## Problem
Update the material below by changing every "innermost point" to "central point" and leaving everything else untouched.

(Labeled-object pointing entries)
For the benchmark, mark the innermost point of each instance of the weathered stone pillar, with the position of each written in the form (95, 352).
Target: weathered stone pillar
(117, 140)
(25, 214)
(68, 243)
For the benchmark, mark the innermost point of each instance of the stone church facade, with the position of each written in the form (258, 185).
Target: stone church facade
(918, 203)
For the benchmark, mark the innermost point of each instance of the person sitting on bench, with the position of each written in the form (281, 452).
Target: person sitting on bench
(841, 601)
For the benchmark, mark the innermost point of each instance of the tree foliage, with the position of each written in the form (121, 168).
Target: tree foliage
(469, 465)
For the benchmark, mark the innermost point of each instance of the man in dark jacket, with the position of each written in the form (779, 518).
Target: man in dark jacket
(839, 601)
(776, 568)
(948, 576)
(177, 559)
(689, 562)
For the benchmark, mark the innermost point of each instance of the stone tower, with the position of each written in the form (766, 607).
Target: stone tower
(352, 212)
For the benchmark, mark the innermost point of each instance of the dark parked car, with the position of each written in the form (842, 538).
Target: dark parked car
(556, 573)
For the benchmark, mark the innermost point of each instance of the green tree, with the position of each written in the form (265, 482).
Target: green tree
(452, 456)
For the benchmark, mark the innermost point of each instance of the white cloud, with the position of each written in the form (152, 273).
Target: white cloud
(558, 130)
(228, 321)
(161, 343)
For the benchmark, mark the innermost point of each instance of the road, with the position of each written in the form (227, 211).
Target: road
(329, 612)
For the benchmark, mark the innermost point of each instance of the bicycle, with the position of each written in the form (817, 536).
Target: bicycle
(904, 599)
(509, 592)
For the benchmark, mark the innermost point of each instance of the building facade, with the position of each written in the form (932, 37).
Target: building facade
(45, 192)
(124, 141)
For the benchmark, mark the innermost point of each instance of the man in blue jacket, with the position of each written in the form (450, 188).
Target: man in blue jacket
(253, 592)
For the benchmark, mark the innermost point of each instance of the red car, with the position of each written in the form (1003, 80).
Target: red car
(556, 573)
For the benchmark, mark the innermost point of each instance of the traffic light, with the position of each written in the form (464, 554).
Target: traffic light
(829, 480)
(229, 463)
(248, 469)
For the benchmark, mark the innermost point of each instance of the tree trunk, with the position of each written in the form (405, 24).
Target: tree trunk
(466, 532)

## Result for this task
For the benchmark, mark the central point of each instance of the weathered stone pillar, with the position of each written in the form (95, 352).
Target: weathered stone pillar
(117, 140)
(25, 214)
(68, 243)
For the benchmark, mark the central point of each instance of the stone church facade, with the position of each written in the form (258, 185).
Target: stone church facade
(918, 203)
For the benchmark, mark the central point of each instance of the person sitting on bench, with the position of each written in the form (281, 452).
Target: person sitting on bench
(841, 601)
For the benchmark, mark the central point of each instance of the tree foliage, with the position of each written in the form (121, 168).
Target: tree foliage
(469, 465)
For the benchmark, mark the central point of each instance of the man in dark jacket, with the position of each written in the form (779, 518).
Target: man in dark jacket
(839, 601)
(776, 568)
(948, 576)
(177, 559)
(689, 562)
For the benchmark, mark the central point of each instance of the stone tower, with the position of each written in the form (766, 607).
Target: stone tower
(352, 212)
For the benchmark, mark the central point of each instance of the dark parked car, with the position of each written in the form (842, 538).
Target: dark parked car
(556, 573)
For the benchmark, mark the central point of each instance of the green tree, with the position of each written in the form (265, 482).
Target: green tree
(452, 456)
For the benchmark, mark the central point of each instance of the white cloud, with the position of each written in the form (152, 273).
Target: white cloud
(558, 130)
(228, 321)
(161, 343)
For the benchmark, mark the central point of each instance of the road, with the position of each written in the form (227, 211).
Target: road
(329, 612)
For the benchmark, mark the central point of each instance of the bicycle, with the position of each written in the form (817, 536).
Target: bicycle
(904, 599)
(509, 592)
For the benchmark, mark the central point of each instance of the building facade, with the position of each written in the form (932, 37).
Target: building facade
(45, 192)
(124, 141)
For the benchmark, mark the central point of each instance of the man in blue jacket, with the position of each written in the form (450, 188).
Target: man in blue jacket
(253, 592)
For the benchmark, mark the central point of each instance of the red car, with the position of each written in the form (1003, 80).
Target: red car
(556, 573)
For the benchmark, mark the central point of each instance of the traffic light, with the position of each written in the form (464, 554).
Target: traffic light
(829, 480)
(229, 463)
(248, 469)
For the benchmark, mark the central point of each instance of the tree trunk, with the position of each written in the form (405, 24).
Target: tree trunk
(466, 532)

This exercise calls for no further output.